# Activity:
Every word in the data below belongs in your copy, exactly as given; the pictures do not.

⁂

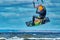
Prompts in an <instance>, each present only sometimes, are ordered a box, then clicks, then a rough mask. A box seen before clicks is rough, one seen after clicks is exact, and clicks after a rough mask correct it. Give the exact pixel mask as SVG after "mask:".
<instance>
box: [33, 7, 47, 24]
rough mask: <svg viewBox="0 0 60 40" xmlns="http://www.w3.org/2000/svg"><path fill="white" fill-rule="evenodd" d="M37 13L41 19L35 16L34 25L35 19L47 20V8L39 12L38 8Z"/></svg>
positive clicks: (36, 10)
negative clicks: (46, 19)
mask: <svg viewBox="0 0 60 40" xmlns="http://www.w3.org/2000/svg"><path fill="white" fill-rule="evenodd" d="M36 13H37V14H39V17H36V16H33V25H34V21H35V18H38V19H44V18H45V16H46V8H45V7H44V6H43V10H42V11H38V8H37V10H36Z"/></svg>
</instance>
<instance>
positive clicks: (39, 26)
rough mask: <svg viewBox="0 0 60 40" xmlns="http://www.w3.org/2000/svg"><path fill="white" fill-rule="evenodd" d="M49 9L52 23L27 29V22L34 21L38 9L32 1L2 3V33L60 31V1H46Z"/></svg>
mask: <svg viewBox="0 0 60 40" xmlns="http://www.w3.org/2000/svg"><path fill="white" fill-rule="evenodd" d="M43 5H45V7H46V9H47V15H46V16H47V17H49V19H50V22H49V23H46V24H44V25H39V26H33V27H27V26H26V24H25V22H27V21H30V20H32V16H33V15H37V14H36V13H35V11H36V9H35V8H34V7H33V4H32V0H29V1H28V0H20V1H18V0H17V1H12V3H11V2H10V1H2V3H0V31H1V30H4V31H8V30H11V31H13V30H18V31H41V30H49V31H50V30H54V31H55V30H56V31H60V0H44V4H43Z"/></svg>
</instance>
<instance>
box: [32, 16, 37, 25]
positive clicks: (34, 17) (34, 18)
mask: <svg viewBox="0 0 60 40" xmlns="http://www.w3.org/2000/svg"><path fill="white" fill-rule="evenodd" d="M35 18H37V17H36V16H33V18H32V24H33V25H35V23H34V21H35Z"/></svg>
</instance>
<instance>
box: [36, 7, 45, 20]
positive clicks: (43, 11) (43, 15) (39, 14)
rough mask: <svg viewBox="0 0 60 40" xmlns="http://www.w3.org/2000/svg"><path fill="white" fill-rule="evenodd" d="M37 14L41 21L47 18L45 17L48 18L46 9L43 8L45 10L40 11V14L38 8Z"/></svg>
mask: <svg viewBox="0 0 60 40" xmlns="http://www.w3.org/2000/svg"><path fill="white" fill-rule="evenodd" d="M36 13H37V14H39V17H40V18H41V19H43V18H45V16H46V8H45V7H43V10H42V11H40V12H38V8H37V10H36Z"/></svg>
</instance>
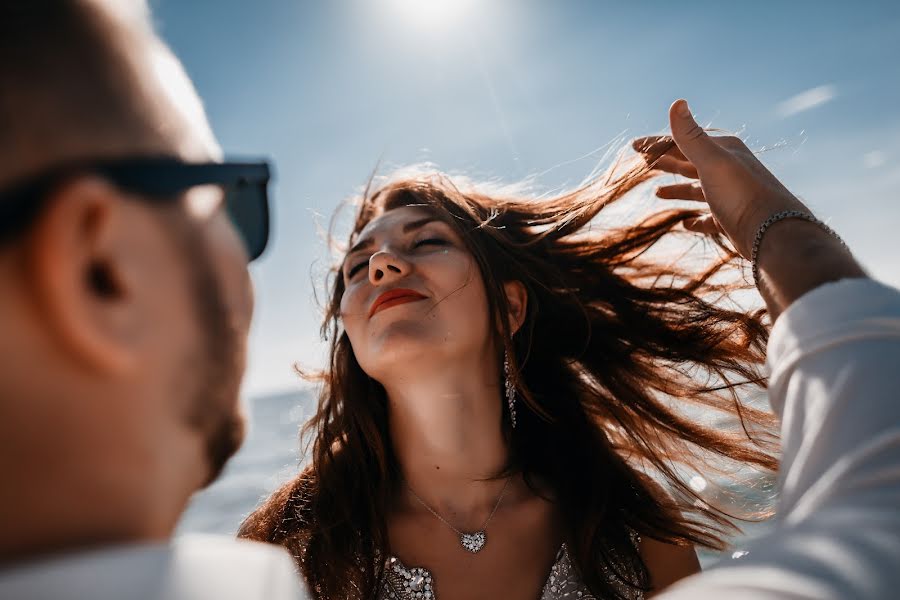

⁂

# Output for this task:
Prompts in an <instance>, each present only sometimes, are ordered a box, then clicks, then a rough mask. A box seen before clicks is rough, one seen after clicks is exact, and clicks after a rough mask correct it. Give the exact pixel mask as SVG after "mask:".
<instance>
box: [33, 7, 47, 24]
rough mask: <svg viewBox="0 0 60 40" xmlns="http://www.w3.org/2000/svg"><path fill="white" fill-rule="evenodd" d="M37 13L41 19L35 16L34 25L35 19L47 20V8L39 12L38 8Z"/></svg>
positive clicks: (36, 10)
negative clicks: (46, 19)
mask: <svg viewBox="0 0 60 40" xmlns="http://www.w3.org/2000/svg"><path fill="white" fill-rule="evenodd" d="M36 13H37V14H39V17H36V16H33V25H34V21H35V18H38V19H44V18H45V16H46V8H45V7H44V6H43V10H42V11H38V8H37V10H36Z"/></svg>
</instance>
<instance>
positive clicks: (39, 26)
rough mask: <svg viewBox="0 0 60 40" xmlns="http://www.w3.org/2000/svg"><path fill="white" fill-rule="evenodd" d="M49 9L52 23L27 29V22L34 21L38 9L32 1L2 3V33L60 31V1H46Z"/></svg>
mask: <svg viewBox="0 0 60 40" xmlns="http://www.w3.org/2000/svg"><path fill="white" fill-rule="evenodd" d="M43 5H45V7H46V9H47V15H46V16H47V17H49V19H50V22H49V23H46V24H44V25H39V26H33V27H27V26H26V24H25V22H27V21H30V20H32V16H33V15H37V14H36V13H35V11H36V9H35V8H34V7H33V4H32V0H29V1H28V0H20V1H18V0H17V1H12V3H11V2H10V1H2V3H0V31H1V30H4V31H8V30H11V31H13V30H18V31H41V30H49V31H50V30H54V31H55V30H56V31H60V0H44V4H43Z"/></svg>
</instance>
<instance>
box: [32, 16, 37, 25]
positive clicks: (34, 17) (34, 18)
mask: <svg viewBox="0 0 60 40" xmlns="http://www.w3.org/2000/svg"><path fill="white" fill-rule="evenodd" d="M35 18H37V17H36V16H33V18H32V24H33V25H35V23H34V21H35Z"/></svg>
</instance>
<instance>
box: [36, 7, 45, 20]
positive clicks: (43, 11) (43, 15) (39, 14)
rough mask: <svg viewBox="0 0 60 40" xmlns="http://www.w3.org/2000/svg"><path fill="white" fill-rule="evenodd" d="M37 14L41 21L47 18L45 17L48 18L46 9L43 8L45 10L40 11V14L38 8Z"/></svg>
mask: <svg viewBox="0 0 60 40" xmlns="http://www.w3.org/2000/svg"><path fill="white" fill-rule="evenodd" d="M36 13H37V14H39V17H40V18H41V19H43V18H45V16H46V8H45V7H43V10H42V11H40V12H38V8H37V10H36Z"/></svg>
</instance>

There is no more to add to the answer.